Task brief: Go through the records below and set each one down exactly, leaving out any pictures.
+++++
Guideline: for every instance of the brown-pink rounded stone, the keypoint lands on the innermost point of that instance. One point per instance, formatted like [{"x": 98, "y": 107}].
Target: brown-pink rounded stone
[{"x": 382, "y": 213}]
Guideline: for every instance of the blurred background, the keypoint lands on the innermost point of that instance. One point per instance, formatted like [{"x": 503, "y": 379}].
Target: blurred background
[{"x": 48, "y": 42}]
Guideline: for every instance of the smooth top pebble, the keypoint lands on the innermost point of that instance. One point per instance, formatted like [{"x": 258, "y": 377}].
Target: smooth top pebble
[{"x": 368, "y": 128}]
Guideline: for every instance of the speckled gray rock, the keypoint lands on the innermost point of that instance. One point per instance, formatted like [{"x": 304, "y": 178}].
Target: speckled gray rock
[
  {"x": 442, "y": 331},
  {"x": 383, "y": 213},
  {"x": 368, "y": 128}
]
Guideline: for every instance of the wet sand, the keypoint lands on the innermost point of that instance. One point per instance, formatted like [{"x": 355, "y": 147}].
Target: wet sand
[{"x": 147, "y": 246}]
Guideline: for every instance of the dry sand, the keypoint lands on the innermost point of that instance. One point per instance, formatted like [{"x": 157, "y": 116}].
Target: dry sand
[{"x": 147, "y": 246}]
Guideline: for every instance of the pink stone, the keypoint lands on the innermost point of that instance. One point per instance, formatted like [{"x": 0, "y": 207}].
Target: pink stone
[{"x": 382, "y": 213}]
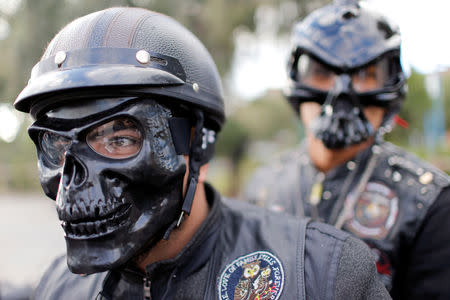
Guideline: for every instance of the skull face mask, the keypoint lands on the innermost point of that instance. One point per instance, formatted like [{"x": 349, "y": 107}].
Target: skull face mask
[{"x": 115, "y": 173}]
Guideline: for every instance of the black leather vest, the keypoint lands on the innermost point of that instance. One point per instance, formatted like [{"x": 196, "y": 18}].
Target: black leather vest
[
  {"x": 381, "y": 196},
  {"x": 240, "y": 252}
]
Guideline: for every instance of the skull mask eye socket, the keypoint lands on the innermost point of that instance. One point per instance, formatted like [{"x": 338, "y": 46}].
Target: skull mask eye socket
[
  {"x": 116, "y": 139},
  {"x": 54, "y": 147}
]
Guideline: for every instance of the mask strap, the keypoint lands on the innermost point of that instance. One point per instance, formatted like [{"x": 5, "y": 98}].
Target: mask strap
[{"x": 195, "y": 162}]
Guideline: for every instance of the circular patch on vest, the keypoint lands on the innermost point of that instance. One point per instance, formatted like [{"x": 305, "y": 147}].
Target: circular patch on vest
[
  {"x": 374, "y": 213},
  {"x": 258, "y": 275}
]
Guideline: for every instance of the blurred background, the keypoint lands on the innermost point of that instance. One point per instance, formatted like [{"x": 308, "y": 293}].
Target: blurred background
[{"x": 249, "y": 40}]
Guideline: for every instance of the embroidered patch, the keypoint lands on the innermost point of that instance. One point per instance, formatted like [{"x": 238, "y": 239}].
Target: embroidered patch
[
  {"x": 258, "y": 275},
  {"x": 374, "y": 213}
]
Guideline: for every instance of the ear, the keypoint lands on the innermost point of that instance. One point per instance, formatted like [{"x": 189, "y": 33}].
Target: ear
[{"x": 203, "y": 173}]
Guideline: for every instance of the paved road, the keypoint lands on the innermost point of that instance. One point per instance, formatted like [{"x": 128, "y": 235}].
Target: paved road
[{"x": 30, "y": 237}]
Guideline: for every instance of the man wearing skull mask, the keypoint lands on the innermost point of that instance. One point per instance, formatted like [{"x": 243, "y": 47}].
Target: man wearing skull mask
[
  {"x": 347, "y": 84},
  {"x": 126, "y": 105}
]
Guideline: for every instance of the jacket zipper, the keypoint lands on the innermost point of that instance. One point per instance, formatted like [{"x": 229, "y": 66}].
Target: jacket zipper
[{"x": 147, "y": 287}]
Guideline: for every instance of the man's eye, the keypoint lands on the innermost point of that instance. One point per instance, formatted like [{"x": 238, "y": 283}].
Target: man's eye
[
  {"x": 54, "y": 147},
  {"x": 117, "y": 139}
]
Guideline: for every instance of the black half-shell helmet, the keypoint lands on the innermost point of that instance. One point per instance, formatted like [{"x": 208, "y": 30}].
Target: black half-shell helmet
[{"x": 113, "y": 52}]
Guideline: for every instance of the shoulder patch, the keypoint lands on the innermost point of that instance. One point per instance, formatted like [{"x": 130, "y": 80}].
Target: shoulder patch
[
  {"x": 374, "y": 213},
  {"x": 258, "y": 275}
]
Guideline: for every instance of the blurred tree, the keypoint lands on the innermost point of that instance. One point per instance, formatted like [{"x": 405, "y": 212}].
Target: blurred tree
[{"x": 417, "y": 102}]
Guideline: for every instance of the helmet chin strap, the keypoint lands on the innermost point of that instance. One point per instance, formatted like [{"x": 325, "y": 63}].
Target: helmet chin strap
[{"x": 195, "y": 162}]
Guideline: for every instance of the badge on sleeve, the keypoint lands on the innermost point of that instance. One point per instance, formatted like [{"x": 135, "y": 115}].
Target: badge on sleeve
[
  {"x": 374, "y": 213},
  {"x": 258, "y": 275}
]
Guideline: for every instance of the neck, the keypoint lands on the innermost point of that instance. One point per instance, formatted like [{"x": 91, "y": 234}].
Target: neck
[
  {"x": 179, "y": 237},
  {"x": 325, "y": 159}
]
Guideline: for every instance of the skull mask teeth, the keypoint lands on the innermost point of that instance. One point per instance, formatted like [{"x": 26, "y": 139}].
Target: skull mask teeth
[{"x": 113, "y": 208}]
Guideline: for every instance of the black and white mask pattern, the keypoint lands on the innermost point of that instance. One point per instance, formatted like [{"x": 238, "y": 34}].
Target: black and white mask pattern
[{"x": 115, "y": 175}]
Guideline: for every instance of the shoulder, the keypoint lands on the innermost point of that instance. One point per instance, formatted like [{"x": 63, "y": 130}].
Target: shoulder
[
  {"x": 58, "y": 281},
  {"x": 420, "y": 170},
  {"x": 405, "y": 169}
]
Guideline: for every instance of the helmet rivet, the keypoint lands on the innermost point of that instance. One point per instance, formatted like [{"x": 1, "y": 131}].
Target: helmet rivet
[
  {"x": 143, "y": 57},
  {"x": 195, "y": 87},
  {"x": 60, "y": 57}
]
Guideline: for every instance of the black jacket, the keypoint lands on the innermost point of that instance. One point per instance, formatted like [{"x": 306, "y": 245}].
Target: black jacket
[
  {"x": 385, "y": 196},
  {"x": 239, "y": 252}
]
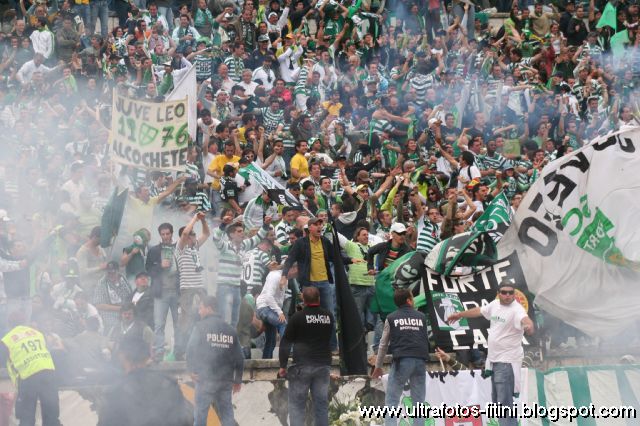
+++++
Answer section:
Guideline: for every instance of the brown-pink rounded stone, the keypoint lands on the innermost point of that instance. One point per instance, formatted like [{"x": 98, "y": 107}].
Target: brown-pink rounded stone
[{"x": 382, "y": 213}]
Guideline: for every instance of the blurred background, the keypoint lands on the innermost point of that instance. One point per instance, formatted like [{"x": 503, "y": 379}].
Target: blurred background
[{"x": 48, "y": 42}]
Guideline: for every instance of the smooth top pebble, the keypoint lands on the innermost point of that instance. One point per instance, formatted like [{"x": 258, "y": 377}].
Target: smooth top pebble
[{"x": 368, "y": 128}]
Guideline: for every instance of the speckled gray rock, the keypoint lands on the innermost point of that instance. One point per instance, formatted like [{"x": 304, "y": 178}].
Target: speckled gray rock
[
  {"x": 442, "y": 331},
  {"x": 383, "y": 213},
  {"x": 368, "y": 128}
]
Guideline: for every instance of the wet sand, the keypoint lands on the innermost point of that instance. One point per instance, formatted like [{"x": 355, "y": 147}].
Target: wet sand
[{"x": 147, "y": 246}]
Guideline: for every instance of the dry sand, the keypoint lands on the innermost point of that instance. One point per instance, formatted like [{"x": 157, "y": 116}].
Target: dry sand
[{"x": 147, "y": 246}]
Guideline: for every instance of the pink stone, the keypoint lands on the innermost point of that instance. One point per instance, formatted like [{"x": 0, "y": 207}].
Target: pink stone
[{"x": 382, "y": 213}]
Guideline: for every instance of the skull face mask, the keypoint lands on the innermost point of that instance. One point per instance, formatted like [{"x": 349, "y": 107}].
Target: skull face mask
[{"x": 115, "y": 173}]
Guideline: for every instance of the black leather vest, the keypoint lands on the innermost point of that instance. One point per instance, formatted like [{"x": 196, "y": 18}].
Target: black leather vest
[
  {"x": 381, "y": 196},
  {"x": 240, "y": 252}
]
Guideline: for every instance of the skull mask eye socket, the keypoint lands on the innermost point of that instance. One point per instance, formatted like [{"x": 338, "y": 46}].
Target: skull mask eye socket
[
  {"x": 116, "y": 139},
  {"x": 54, "y": 147}
]
Guideline: for every instance of the mask strap, the keypoint lands on the innermost point of that instance. One point per instance, formatted like [{"x": 5, "y": 98}].
Target: mask strap
[{"x": 195, "y": 162}]
Guideline: for every instance of the circular patch on vest, the keypoint lands on the innermost point of that instance. One point per instance, formatted like [{"x": 305, "y": 147}].
Target: circular patch on vest
[
  {"x": 374, "y": 213},
  {"x": 258, "y": 275}
]
Guideline: for every instance of the blurred background, the keypoint lands on the innermost point of that instance. One point per instance, formatted like [{"x": 308, "y": 293}].
Target: blurred background
[{"x": 249, "y": 40}]
Guideline: for every instance of the embroidered patch, the keypoint lands on the innermost point of that instance. One point per instance, formatted like [{"x": 238, "y": 239}].
Target: embroidered patch
[
  {"x": 258, "y": 275},
  {"x": 374, "y": 213}
]
Guideline: for every instance of the ear, the keypoint lands on the innermost point of that instance. One point per instance, formatted like [{"x": 189, "y": 33}].
Target: ear
[{"x": 203, "y": 173}]
Guideline: for every instance of the paved road, the keypoint lands on the innermost point of that instance. One point per instance, formatted like [{"x": 128, "y": 235}].
Target: paved road
[{"x": 30, "y": 237}]
Guideline: for every instance of the man wearing skull mask, the keypoint lands on the innermost point of that instance. One point per instance, formatted like [{"x": 243, "y": 47}].
Target: man wearing skull mask
[
  {"x": 347, "y": 84},
  {"x": 126, "y": 105}
]
Guideline: for every instance of the jacket zipper, the keypoint lands on the innermost point of that instance. One point per instance, formatted like [{"x": 229, "y": 66}].
Target: jacket zipper
[{"x": 147, "y": 287}]
Guideline: for every instance of the man's eye, the keypoint lands on the innermost point of that instance. One point per instance, formatted like [{"x": 238, "y": 283}].
Target: man's eye
[
  {"x": 54, "y": 147},
  {"x": 117, "y": 139}
]
Guideline: for every instance of the black half-shell helmet, the keypoint lands on the innermost point of that instance. One point per instance, formatted like [{"x": 208, "y": 30}].
Target: black half-shell helmet
[{"x": 113, "y": 52}]
Guideline: for every instance of the shoulder patch, the keypoint lands on the innermost point of that instance. One point per instance, formatted like [{"x": 130, "y": 80}].
Target: shoulder patch
[
  {"x": 374, "y": 213},
  {"x": 258, "y": 275}
]
Guideline: for every instance of the blurred tree, the keypoint lands on the innermost point of that instance. One point per instance, formatted like [{"x": 405, "y": 212}].
Target: blurred tree
[{"x": 417, "y": 102}]
Guideline: for every instance of the helmet chin strap, the keypoint lands on the innermost point of that instance. One point per instance, formatted like [{"x": 325, "y": 63}].
Target: helmet chin strap
[{"x": 195, "y": 162}]
Guideline: for every instance of the badge on sleeve, the keypoint lands on the innermost point of that instance. One point per instance, formatted like [{"x": 135, "y": 115}].
Target: badge on sleeve
[
  {"x": 374, "y": 213},
  {"x": 258, "y": 275}
]
Guideline: for every instance of the neck, the keypoint lands on the innermost point of that instance. One point per instance, formatted like [{"x": 91, "y": 234}].
Target: neck
[
  {"x": 179, "y": 237},
  {"x": 325, "y": 159}
]
Guideline: for every instance of the skull mask teeth, the keypoint lands on the innermost point of that instance. One point per instance, formatted like [{"x": 26, "y": 139}].
Target: skull mask teeth
[{"x": 113, "y": 208}]
Guideline: for every instance of the black and white mask pattern, the keypoint lands on the innermost point of that instance. One point per instance, formatted like [{"x": 238, "y": 34}].
Target: black and white mask pattern
[{"x": 115, "y": 175}]
Guideline: for every instance of the shoulder, the keypoint lands on the innermost point of that instance. One point per instance, formatted like [{"x": 63, "y": 130}].
Target: shoulder
[
  {"x": 58, "y": 281},
  {"x": 420, "y": 170},
  {"x": 405, "y": 169}
]
Guideline: for every instance of the helmet rivet, the keypoint lands on the innermost point of that instance. One point per instance, formatted like [{"x": 1, "y": 131}].
Target: helmet rivet
[
  {"x": 143, "y": 57},
  {"x": 195, "y": 87},
  {"x": 60, "y": 57}
]
Guideline: for every instance of the black jacket, the keypoint lands on the innermost point of that instance. One point per instance, formatted like [{"x": 306, "y": 245}].
Target: black jacket
[
  {"x": 385, "y": 196},
  {"x": 239, "y": 252}
]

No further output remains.